-- Begin --

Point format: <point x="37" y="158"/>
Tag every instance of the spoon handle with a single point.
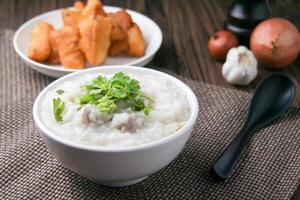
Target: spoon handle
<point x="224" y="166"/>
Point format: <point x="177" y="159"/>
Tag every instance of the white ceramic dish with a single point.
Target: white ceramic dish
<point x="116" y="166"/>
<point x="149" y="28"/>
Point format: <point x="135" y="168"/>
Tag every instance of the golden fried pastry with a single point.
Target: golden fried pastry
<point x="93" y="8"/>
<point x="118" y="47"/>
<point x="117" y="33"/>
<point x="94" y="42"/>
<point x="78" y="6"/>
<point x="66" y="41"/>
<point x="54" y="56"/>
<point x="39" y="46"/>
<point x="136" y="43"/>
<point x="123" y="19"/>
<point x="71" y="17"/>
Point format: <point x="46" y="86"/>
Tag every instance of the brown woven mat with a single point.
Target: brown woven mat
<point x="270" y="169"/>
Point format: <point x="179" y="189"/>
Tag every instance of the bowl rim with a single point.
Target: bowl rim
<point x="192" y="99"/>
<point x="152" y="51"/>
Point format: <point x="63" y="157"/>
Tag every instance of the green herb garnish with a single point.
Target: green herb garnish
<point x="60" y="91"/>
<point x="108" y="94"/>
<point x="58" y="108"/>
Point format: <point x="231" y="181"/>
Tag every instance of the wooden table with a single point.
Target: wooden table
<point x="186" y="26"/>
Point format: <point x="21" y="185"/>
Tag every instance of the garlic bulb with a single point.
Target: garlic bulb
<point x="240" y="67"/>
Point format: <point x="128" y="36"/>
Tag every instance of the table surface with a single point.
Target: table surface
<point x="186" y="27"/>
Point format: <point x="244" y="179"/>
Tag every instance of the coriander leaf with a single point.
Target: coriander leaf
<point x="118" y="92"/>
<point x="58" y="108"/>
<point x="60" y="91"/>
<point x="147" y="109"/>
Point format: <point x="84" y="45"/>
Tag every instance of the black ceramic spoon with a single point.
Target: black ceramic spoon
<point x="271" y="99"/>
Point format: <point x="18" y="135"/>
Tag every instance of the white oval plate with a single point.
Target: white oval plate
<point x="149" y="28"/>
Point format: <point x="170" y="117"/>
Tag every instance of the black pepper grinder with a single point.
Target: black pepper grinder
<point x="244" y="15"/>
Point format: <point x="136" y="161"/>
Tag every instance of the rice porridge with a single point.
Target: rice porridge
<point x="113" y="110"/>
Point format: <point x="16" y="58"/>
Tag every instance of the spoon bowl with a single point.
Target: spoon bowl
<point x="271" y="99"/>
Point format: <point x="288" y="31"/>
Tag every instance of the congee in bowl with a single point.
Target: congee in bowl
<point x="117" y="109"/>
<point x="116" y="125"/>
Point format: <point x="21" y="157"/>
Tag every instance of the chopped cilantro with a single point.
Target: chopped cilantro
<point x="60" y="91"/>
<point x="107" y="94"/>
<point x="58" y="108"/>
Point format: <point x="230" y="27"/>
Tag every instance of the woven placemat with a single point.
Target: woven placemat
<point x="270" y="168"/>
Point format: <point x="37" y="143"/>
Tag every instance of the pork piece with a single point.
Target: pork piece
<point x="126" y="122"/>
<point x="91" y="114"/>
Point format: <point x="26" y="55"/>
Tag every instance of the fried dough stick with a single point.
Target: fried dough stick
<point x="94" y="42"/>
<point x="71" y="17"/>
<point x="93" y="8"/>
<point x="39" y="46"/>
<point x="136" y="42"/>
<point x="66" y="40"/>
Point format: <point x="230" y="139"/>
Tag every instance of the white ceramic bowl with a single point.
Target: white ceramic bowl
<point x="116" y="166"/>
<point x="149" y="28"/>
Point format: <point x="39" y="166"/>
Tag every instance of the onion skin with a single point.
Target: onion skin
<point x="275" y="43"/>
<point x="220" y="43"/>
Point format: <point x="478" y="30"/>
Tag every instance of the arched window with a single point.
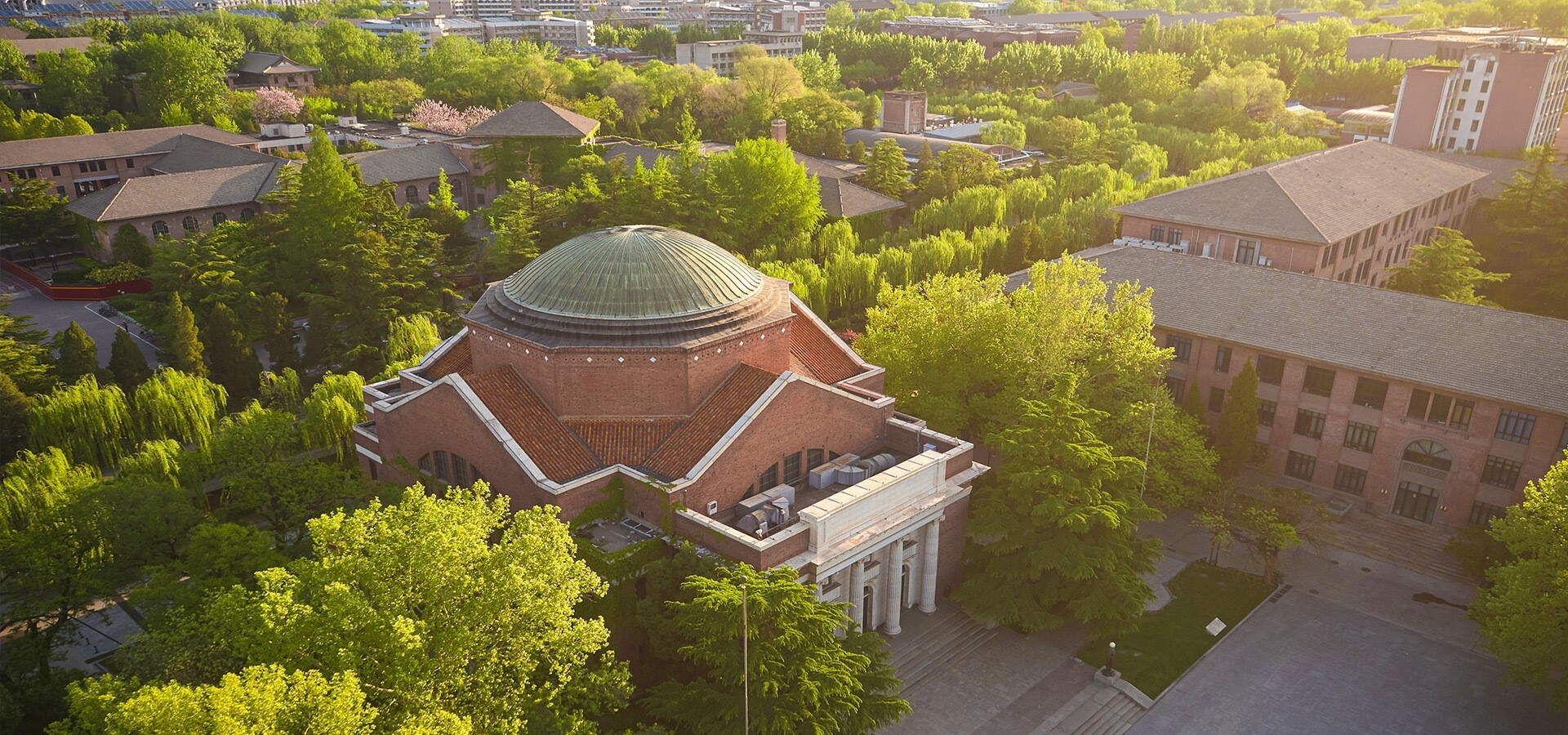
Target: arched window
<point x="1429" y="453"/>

-- End --
-- Begin --

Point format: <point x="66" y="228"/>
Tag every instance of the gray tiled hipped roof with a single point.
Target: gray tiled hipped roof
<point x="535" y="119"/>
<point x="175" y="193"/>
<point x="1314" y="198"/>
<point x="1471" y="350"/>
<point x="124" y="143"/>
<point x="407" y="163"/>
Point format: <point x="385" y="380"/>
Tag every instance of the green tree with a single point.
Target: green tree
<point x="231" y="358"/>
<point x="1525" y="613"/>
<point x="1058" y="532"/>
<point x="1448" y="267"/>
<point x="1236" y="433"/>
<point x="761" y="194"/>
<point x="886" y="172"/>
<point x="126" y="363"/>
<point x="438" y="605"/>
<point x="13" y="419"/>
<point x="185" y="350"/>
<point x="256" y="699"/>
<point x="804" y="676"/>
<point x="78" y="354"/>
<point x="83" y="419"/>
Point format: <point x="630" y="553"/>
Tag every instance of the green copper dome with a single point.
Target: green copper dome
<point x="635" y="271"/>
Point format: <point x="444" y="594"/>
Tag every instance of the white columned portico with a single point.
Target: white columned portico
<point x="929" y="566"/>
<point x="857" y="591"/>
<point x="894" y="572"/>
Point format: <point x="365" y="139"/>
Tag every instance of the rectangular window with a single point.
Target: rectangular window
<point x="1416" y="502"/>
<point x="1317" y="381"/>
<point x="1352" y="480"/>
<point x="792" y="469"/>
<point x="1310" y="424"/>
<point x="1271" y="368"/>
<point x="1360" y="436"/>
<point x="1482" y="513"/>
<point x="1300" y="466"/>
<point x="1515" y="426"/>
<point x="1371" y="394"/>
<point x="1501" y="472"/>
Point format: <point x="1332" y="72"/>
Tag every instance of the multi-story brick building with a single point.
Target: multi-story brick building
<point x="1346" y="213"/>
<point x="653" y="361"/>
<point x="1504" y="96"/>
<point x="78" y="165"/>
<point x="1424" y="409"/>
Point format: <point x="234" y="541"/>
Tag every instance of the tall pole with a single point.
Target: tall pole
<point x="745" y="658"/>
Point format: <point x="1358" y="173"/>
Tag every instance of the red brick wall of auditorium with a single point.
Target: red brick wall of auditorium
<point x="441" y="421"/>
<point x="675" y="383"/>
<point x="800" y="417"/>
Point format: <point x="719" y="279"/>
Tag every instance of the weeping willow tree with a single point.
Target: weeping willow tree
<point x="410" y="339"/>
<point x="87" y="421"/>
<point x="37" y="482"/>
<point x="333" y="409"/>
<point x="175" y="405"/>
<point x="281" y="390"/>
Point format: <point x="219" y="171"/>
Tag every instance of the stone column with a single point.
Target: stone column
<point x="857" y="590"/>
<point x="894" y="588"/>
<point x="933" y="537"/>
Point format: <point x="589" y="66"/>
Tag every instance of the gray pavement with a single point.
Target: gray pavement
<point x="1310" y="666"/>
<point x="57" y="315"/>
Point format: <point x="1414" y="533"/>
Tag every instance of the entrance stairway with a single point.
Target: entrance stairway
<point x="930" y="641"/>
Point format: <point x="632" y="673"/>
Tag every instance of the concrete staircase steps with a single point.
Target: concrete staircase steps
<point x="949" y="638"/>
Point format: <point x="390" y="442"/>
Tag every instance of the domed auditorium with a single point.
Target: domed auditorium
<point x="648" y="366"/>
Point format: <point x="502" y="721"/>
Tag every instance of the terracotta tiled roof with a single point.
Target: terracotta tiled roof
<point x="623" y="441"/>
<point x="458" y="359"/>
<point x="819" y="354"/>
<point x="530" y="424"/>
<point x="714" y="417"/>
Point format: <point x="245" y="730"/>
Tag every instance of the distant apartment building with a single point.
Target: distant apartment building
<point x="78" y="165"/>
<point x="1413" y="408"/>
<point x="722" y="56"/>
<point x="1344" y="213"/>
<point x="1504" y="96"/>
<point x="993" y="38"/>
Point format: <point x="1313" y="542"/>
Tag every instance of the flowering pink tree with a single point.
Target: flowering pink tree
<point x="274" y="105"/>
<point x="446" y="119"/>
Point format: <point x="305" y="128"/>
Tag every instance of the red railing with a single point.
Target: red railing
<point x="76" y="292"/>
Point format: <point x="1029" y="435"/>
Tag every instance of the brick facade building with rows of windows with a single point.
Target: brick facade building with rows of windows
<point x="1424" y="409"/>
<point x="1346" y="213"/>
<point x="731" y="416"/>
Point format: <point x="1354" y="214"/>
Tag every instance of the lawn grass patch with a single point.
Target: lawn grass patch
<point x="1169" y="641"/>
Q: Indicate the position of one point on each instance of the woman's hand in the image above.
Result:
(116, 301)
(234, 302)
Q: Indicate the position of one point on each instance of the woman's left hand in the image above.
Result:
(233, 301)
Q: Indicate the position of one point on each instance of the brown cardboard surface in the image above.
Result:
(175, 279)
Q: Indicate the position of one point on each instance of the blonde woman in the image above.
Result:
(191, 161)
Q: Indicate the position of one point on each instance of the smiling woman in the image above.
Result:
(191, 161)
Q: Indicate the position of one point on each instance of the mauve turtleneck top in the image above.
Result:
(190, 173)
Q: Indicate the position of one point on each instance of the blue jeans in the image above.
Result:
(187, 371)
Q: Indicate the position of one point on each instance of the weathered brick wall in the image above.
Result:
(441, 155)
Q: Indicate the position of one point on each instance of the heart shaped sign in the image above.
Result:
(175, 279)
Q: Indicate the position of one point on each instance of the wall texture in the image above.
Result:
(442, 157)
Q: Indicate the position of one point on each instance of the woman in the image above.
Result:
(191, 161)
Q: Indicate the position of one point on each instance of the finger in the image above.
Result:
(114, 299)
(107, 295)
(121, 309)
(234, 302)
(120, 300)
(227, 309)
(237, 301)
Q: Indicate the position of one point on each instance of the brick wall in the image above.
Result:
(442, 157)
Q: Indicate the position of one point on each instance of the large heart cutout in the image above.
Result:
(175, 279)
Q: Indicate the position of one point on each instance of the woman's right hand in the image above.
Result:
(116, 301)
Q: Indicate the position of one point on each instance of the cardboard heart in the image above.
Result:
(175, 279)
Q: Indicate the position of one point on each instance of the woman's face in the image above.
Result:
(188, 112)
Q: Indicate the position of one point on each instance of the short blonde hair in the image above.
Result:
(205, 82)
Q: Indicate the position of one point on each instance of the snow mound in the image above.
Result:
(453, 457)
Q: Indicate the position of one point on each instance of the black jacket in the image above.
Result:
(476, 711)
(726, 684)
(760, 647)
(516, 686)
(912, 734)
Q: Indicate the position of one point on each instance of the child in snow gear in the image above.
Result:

-- End --

JOB:
Pull out every line in the material above that contains the word "spoon", and list those lines in their original order.

ANSWER IN FULL:
Tag every instance of the spoon handle with a single point.
Target: spoon handle
Tag every instance of the black ceramic spoon with a single point.
Target: black ceramic spoon
Tag every instance of the spoon bowl with a single point.
Target: spoon bowl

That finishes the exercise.